■ REQUIRED TASKS
1 - Answer these questions from the text on brain experiments on primates:
(a) What is used to fix the recording chamber to the skull?
(b) When did the refusal of the Berlin Senate come into force?
(c) In what month and year did the Supreme Court of Switzerland rule on the Zurich permit denial?
2 - In the text on brain experiments on primates, rewrite the passage from "Between 2006 and" to "monkey's eye movements.", swapping "skull" for "cranium".

==== SUPPLIED TEXT ====

Brain experiments on primates

Between 2006 and 2008 four applications to conduct brain research on primates were denied by the competent authorities in Germany and Switzerland. All three authorities turned down the applications for ethical reasons.

Such studies examine e.g. the connection between the location and the properties of nerve cells in the brains of primates and certain behaviour or reactions. These experiments are pure basic research and neither for the development of drugs nor for the therapy of human diseases of any significance.

The experiments are in all cases similar. Macaques are operated on. A hole is drilled in the skull and a recording chamber is mounted over it and fixed with dental acrylic and screws. Also a head post is screwed to the skull. Often a search coil is implanted into one eye which is used to track the monkey's eye movements.

The monkeys are then »trained« to sit in a primate chair. The head of the animal is tightly fixed to the head post, so the animal can't move its head at all. The animals have to stay like this for hours. Water deprivation is used as »training method«. Outside the experiments the primates don't get any fluid. The animals learn that for good »cooperation« they receive a drop of juice. They are kept so thirsty that they would do anything for a drop of fluid. When they have learned this, they have to perform certain tasks, like following a dot with their eyes on a monitor. Correct work is »rewarded« with a drop of juice. Electrodes are inserted through the chamber and the hole for neuroelectronic recordings. Primates are often used in these experiments for many years.


Alexander Thiele, a German brain researcher currently working in Newcastle-Upon-Tyne, UK, applied to continue his neurological experiments on rhesus monkeys at the Charité hospital in Berlin. The local organization Antivivisectionists Berlin and Brandenburg launched a major campaign against these plans. The majority of the public and media supported the aims of the activists. The Senate, the competent authority in Berlin, refused the application on ethical grounds only. The members of the committee advising the Senate did not even weigh up the suffering of the animals on one side and the possible gain of knowledge on the other side. They regarded the long-term and repeated suffering, especially the constant water deprivation, as so severe, that it could not be justified ethically. The refusal of the senate came into force in March 2007. 


An application for conducting identical experiments at the hospital Großhadern in Munich was denied by the competent authority at the end of 2006. These experiments had been authorized and carried out for many years. The experimenter initially filed an objection, but later withdrew it. The experiments are no longer conducted


Since neuroscientist Andreas Kreiter was appointed to the University of Bremen in 1997, there has been vehement resistance. Thanks to the countless protests of tens of thousands of citizens, politicians reacted. In 2008 the competent authority denied a further extension of Kreiter's permit. The researcher filed an objection against the denial of the authority. A protracted legal dispute is now pending. In the meantime the animals will continue to suffer in Kreiter’s laboratory. more >>

Zurich, Switzerland

In November 2006 the applications for primate experiments at the University of Zurich and the Swiss Technical University Zurich (ETH) were not granted anymore. The reason for the decision of the authorizing authority (Züricher Tierversuchskommission) was the fact that the water deprivation violates the dignity of the animal. The authority used the argument of the animal's dignity for the first time. The animal's dignity is laid down in the amended Swiss Animal Welfare Law which came into force in 2008. A court case followed. In November 2009 the Supreme Court of Switzerland finally ruled that the denial of the permit by the competent authority was correct. A thorough weighing of benefit and costs lead to the conclusion that the suffering of the animal could not be justified by the expected gain of knowledge.

==== DATA PROVIDED ====

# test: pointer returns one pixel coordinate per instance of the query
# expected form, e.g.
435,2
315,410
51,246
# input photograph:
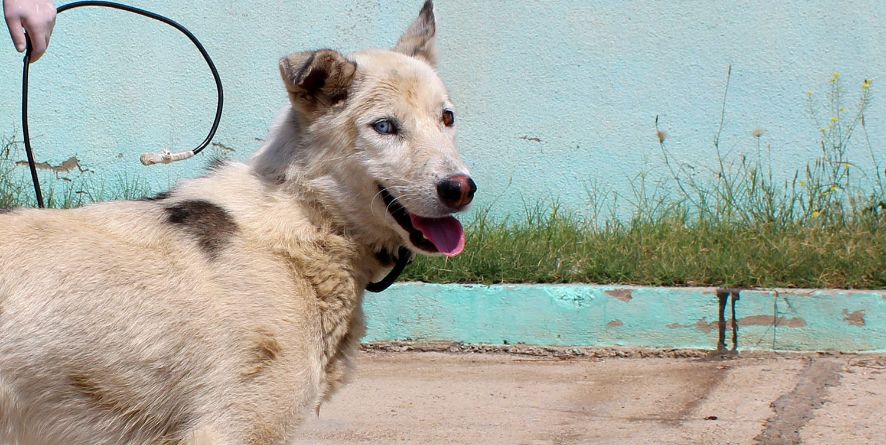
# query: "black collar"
404,257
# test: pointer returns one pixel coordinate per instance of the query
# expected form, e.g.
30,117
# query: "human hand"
37,17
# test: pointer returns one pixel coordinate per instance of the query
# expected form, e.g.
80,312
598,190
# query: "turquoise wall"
553,95
628,316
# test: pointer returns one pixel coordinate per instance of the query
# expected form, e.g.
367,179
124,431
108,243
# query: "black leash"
162,158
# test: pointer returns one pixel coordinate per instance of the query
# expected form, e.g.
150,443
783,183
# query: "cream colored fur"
119,325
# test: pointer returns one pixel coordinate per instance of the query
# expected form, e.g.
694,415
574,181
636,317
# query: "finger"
17,33
39,42
38,47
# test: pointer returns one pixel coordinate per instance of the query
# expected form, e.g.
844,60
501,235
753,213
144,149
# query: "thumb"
16,31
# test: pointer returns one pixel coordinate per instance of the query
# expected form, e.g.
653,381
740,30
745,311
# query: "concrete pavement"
606,397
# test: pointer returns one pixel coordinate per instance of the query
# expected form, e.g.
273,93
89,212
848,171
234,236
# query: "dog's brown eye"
384,126
448,118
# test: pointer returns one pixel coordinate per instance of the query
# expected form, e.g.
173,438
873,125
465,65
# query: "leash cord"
165,157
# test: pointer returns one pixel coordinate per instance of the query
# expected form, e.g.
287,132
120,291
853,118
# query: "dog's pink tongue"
446,233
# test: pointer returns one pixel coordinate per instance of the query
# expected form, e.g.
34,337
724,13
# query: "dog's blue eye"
448,118
384,126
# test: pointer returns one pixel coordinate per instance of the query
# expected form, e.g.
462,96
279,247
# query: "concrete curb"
630,316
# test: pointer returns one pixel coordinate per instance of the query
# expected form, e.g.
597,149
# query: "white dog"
220,312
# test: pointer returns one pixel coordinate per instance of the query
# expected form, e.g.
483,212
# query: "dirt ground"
613,398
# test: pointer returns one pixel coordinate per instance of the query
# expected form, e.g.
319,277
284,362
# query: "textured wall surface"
552,95
627,316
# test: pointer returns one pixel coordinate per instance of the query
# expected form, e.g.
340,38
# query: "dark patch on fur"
158,197
319,79
263,354
210,224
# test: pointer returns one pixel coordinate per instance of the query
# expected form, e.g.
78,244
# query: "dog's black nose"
456,191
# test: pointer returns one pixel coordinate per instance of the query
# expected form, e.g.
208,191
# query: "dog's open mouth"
444,235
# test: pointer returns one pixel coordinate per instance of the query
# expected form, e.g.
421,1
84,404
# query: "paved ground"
439,398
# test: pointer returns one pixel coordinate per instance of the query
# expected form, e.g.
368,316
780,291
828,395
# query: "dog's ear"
419,41
317,80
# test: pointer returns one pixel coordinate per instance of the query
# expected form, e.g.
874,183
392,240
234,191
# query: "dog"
225,310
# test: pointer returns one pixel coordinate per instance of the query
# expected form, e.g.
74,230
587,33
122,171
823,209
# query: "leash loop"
147,158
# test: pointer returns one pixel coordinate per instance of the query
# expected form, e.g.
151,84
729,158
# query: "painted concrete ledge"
629,316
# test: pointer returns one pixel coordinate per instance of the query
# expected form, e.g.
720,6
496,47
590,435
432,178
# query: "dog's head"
377,131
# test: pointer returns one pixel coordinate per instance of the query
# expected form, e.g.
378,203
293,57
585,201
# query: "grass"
737,226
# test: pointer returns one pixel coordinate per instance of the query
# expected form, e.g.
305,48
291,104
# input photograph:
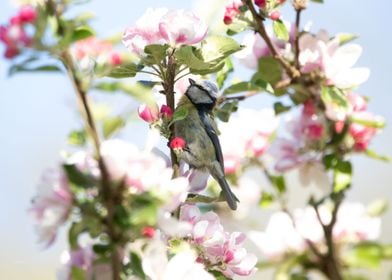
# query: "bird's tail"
228,194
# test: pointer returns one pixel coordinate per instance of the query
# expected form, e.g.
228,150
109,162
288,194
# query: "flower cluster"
14,35
285,234
253,139
93,49
162,26
218,250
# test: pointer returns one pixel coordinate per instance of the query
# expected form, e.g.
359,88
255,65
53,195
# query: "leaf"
345,38
77,177
124,71
111,125
266,199
377,208
280,108
374,155
82,32
280,30
179,114
157,52
222,75
342,176
269,70
376,122
365,255
77,138
334,97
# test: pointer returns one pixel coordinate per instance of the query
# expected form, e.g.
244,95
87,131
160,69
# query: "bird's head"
203,95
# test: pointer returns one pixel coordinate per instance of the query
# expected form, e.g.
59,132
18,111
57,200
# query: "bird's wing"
212,133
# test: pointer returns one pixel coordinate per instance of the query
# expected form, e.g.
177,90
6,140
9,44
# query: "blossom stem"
260,28
297,35
107,193
168,87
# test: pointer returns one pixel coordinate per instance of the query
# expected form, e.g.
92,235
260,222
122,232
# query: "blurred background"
37,111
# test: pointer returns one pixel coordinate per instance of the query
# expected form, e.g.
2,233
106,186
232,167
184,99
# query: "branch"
260,28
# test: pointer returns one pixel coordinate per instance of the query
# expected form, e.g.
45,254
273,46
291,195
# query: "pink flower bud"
339,126
166,112
261,3
274,15
148,114
148,232
115,59
177,144
27,14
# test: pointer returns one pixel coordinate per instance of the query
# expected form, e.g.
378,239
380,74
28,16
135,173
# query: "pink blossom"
145,32
52,205
231,11
149,113
166,112
221,250
182,28
334,60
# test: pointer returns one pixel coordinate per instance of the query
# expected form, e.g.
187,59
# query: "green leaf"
77,177
376,122
77,138
111,125
136,266
82,32
77,273
345,38
377,208
278,183
179,114
365,255
222,75
374,155
269,70
73,233
334,97
218,47
279,108
124,71
266,199
280,30
342,176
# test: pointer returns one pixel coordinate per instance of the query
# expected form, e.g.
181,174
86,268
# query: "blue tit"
199,130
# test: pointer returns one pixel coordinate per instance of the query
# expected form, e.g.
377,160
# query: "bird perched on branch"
202,149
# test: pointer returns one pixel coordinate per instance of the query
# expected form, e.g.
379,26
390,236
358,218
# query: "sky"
37,111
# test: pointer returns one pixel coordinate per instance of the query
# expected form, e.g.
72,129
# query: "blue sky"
38,110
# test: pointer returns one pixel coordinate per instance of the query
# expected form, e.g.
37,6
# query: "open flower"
335,61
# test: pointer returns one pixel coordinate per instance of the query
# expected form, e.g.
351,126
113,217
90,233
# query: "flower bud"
177,144
148,114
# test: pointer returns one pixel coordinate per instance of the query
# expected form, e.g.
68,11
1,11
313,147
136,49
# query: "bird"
202,150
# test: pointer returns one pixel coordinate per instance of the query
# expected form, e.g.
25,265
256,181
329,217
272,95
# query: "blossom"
149,113
335,61
253,139
182,28
52,205
221,250
158,26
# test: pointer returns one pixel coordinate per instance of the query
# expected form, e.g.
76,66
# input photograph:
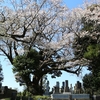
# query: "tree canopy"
87,43
38,35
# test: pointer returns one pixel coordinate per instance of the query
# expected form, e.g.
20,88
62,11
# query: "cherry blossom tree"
46,26
87,43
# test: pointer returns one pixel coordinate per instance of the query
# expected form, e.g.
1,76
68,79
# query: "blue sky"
7,68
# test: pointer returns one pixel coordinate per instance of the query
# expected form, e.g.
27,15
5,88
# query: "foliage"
36,36
87,42
92,52
91,84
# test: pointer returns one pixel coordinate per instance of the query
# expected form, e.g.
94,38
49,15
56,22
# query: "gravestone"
66,88
71,88
47,88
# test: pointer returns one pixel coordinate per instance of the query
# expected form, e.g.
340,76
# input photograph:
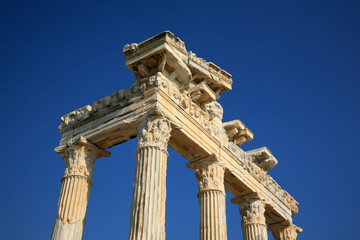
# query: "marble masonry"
173,101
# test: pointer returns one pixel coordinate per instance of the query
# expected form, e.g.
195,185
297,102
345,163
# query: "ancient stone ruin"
173,101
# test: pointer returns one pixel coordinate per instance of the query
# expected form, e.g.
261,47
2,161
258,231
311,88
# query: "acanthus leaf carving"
209,173
252,210
154,131
79,157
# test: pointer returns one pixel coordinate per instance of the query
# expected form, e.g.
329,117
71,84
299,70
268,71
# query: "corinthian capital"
154,131
209,173
252,209
80,156
284,230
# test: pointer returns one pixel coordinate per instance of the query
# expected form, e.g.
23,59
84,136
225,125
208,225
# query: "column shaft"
147,217
79,157
210,175
252,210
72,205
254,232
212,215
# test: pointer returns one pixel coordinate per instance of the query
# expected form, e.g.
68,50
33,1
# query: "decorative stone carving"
215,122
237,132
79,157
209,173
154,132
210,176
263,158
170,80
285,230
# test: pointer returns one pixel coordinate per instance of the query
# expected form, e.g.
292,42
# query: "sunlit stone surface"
173,101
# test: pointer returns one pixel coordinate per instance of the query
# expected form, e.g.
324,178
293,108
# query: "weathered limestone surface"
79,158
285,230
176,92
210,175
253,224
147,219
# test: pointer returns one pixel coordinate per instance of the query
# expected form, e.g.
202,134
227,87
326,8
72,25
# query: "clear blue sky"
295,67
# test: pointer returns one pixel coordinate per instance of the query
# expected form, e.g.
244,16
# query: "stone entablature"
174,101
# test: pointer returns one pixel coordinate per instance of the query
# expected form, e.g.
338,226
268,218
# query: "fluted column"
79,158
253,223
147,218
210,175
285,230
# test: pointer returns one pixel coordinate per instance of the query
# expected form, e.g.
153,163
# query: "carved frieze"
237,132
285,230
263,158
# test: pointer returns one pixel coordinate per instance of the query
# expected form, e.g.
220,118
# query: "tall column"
79,158
147,218
253,223
285,230
210,175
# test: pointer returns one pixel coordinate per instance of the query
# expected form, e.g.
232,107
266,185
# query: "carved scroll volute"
252,209
155,132
80,156
209,173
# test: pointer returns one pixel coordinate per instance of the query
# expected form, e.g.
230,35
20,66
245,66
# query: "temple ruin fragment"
173,101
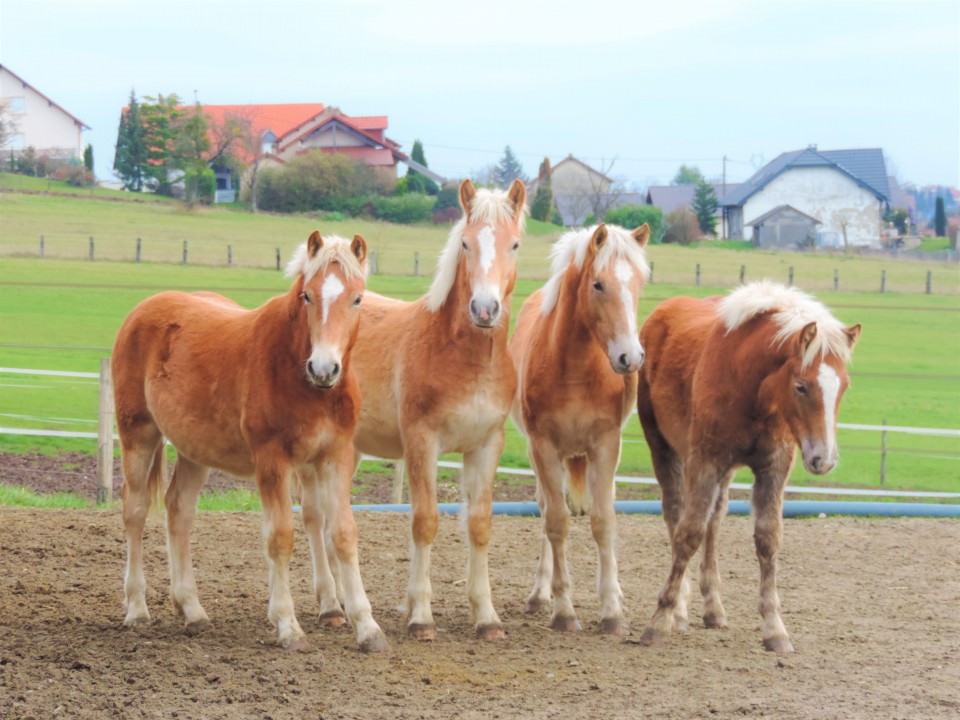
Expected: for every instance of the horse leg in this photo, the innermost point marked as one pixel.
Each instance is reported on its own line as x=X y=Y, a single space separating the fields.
x=714 y=616
x=181 y=503
x=556 y=520
x=479 y=470
x=312 y=506
x=701 y=484
x=335 y=474
x=668 y=468
x=143 y=476
x=767 y=536
x=540 y=596
x=603 y=459
x=273 y=482
x=420 y=457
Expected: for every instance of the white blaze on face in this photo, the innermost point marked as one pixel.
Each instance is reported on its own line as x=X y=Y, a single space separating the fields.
x=488 y=248
x=331 y=290
x=829 y=387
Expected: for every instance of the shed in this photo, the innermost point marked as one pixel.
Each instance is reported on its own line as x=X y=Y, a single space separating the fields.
x=784 y=226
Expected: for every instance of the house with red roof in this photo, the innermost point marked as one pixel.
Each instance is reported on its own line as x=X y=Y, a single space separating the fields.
x=285 y=131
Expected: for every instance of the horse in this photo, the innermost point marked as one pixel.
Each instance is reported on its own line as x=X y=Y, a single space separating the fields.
x=436 y=377
x=733 y=382
x=577 y=355
x=262 y=393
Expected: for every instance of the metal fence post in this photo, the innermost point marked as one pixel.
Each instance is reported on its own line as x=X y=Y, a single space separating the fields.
x=105 y=435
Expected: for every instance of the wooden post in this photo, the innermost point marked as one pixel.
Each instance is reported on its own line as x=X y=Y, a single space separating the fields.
x=883 y=453
x=396 y=493
x=105 y=435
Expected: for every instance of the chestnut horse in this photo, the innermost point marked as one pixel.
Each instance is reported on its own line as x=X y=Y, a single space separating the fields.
x=436 y=377
x=260 y=392
x=729 y=383
x=577 y=354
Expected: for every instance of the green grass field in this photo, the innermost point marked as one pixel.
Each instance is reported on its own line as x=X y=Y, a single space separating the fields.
x=62 y=314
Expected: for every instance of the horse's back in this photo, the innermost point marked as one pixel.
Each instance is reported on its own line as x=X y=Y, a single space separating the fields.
x=674 y=337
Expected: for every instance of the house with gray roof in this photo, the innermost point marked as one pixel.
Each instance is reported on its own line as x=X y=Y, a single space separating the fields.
x=845 y=191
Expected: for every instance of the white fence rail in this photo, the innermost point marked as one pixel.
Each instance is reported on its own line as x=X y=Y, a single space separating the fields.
x=105 y=438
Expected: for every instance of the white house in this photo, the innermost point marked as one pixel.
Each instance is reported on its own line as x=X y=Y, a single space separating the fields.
x=845 y=191
x=38 y=121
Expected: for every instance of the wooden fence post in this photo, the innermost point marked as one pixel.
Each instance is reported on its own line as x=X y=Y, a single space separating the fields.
x=396 y=492
x=105 y=435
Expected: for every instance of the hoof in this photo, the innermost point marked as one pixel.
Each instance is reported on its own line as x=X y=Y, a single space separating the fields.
x=613 y=626
x=562 y=623
x=781 y=646
x=196 y=627
x=491 y=631
x=375 y=643
x=333 y=618
x=652 y=638
x=296 y=645
x=719 y=622
x=535 y=605
x=422 y=631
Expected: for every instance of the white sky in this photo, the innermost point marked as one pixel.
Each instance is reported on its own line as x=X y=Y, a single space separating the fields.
x=645 y=85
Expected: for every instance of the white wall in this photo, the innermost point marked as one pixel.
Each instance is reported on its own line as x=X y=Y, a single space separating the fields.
x=42 y=125
x=826 y=194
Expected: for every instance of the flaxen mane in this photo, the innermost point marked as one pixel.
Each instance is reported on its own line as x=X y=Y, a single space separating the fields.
x=491 y=207
x=572 y=248
x=792 y=310
x=334 y=249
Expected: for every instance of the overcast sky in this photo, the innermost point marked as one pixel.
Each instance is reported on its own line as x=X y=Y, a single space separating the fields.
x=645 y=86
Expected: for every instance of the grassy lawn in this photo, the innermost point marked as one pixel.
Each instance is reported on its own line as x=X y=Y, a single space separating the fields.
x=62 y=313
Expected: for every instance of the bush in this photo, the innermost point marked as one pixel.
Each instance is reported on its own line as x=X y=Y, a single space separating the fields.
x=404 y=209
x=633 y=216
x=681 y=227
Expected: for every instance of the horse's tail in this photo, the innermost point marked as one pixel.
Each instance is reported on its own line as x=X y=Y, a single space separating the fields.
x=157 y=477
x=578 y=493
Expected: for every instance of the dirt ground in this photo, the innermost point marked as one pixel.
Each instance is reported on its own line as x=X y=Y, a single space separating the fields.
x=873 y=607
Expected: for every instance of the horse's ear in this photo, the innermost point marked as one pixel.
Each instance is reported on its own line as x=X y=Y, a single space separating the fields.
x=314 y=243
x=467 y=193
x=807 y=335
x=642 y=235
x=853 y=334
x=359 y=248
x=517 y=195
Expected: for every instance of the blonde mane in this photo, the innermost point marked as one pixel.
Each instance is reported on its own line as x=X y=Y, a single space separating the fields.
x=572 y=248
x=792 y=310
x=489 y=207
x=334 y=249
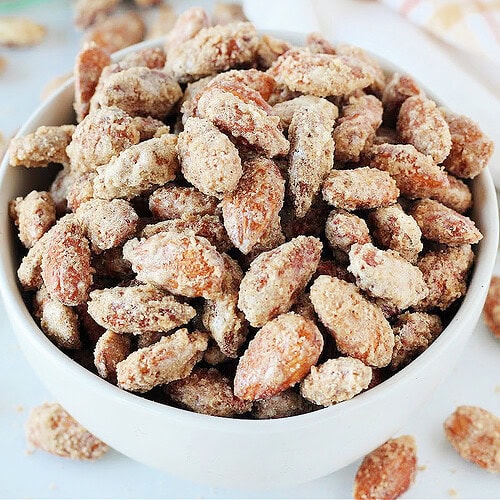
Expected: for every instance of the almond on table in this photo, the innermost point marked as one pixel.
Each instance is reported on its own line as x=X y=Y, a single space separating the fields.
x=475 y=435
x=52 y=429
x=388 y=471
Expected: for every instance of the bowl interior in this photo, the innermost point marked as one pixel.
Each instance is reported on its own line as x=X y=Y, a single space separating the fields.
x=19 y=181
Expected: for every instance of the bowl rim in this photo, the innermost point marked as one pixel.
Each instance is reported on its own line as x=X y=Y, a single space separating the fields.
x=21 y=319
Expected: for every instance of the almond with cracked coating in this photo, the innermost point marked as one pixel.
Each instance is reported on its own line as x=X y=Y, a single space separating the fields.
x=275 y=279
x=209 y=160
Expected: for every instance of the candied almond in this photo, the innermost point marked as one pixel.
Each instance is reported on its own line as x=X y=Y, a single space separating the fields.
x=18 y=31
x=358 y=326
x=475 y=435
x=416 y=174
x=211 y=50
x=394 y=229
x=138 y=309
x=471 y=149
x=233 y=108
x=38 y=149
x=335 y=381
x=81 y=190
x=455 y=195
x=413 y=334
x=420 y=123
x=34 y=215
x=360 y=188
x=66 y=269
x=52 y=429
x=355 y=130
x=443 y=225
x=276 y=277
x=445 y=273
x=186 y=26
x=269 y=49
x=311 y=152
x=171 y=358
x=99 y=137
x=107 y=224
x=253 y=206
x=117 y=32
x=209 y=160
x=29 y=272
x=225 y=13
x=208 y=226
x=491 y=311
x=370 y=64
x=57 y=321
x=284 y=404
x=87 y=12
x=280 y=355
x=89 y=64
x=138 y=169
x=286 y=109
x=152 y=58
x=140 y=91
x=320 y=74
x=181 y=263
x=398 y=89
x=110 y=349
x=388 y=471
x=174 y=202
x=385 y=274
x=343 y=229
x=209 y=392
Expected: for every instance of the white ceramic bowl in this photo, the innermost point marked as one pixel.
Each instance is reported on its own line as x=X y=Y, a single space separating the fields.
x=221 y=451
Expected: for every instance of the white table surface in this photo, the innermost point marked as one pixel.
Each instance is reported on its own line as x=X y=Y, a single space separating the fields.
x=475 y=380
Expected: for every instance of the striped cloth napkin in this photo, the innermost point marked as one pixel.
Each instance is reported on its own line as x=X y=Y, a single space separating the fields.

====

■ RESPONSES PER TASK
1 -
(a) Dental acrylic and screws.
(b) March 2007.
(c) November 2009.

2 -
Between 2006 and 2008 four applications to conduct brain research on primates were denied by the competent authorities in Germany and Switzerland. All three authorities turned down the applications for ethical reasons.

Such studies examine e.g. the connection between the location and the properties of nerve cells in the brains of primates and certain behaviour or reactions. These experiments are pure basic research and neither for the development of drugs nor for the therapy of human diseases of any significance.

The experiments are in all cases similar. Macaques are operated on. A hole is drilled in the cranium and a recording chamber is mounted over it and fixed with dental acrylic and screws. Also a head post is screwed to the cranium. Often a search coil is implanted into one eye which is used to track the monkey's eye movements.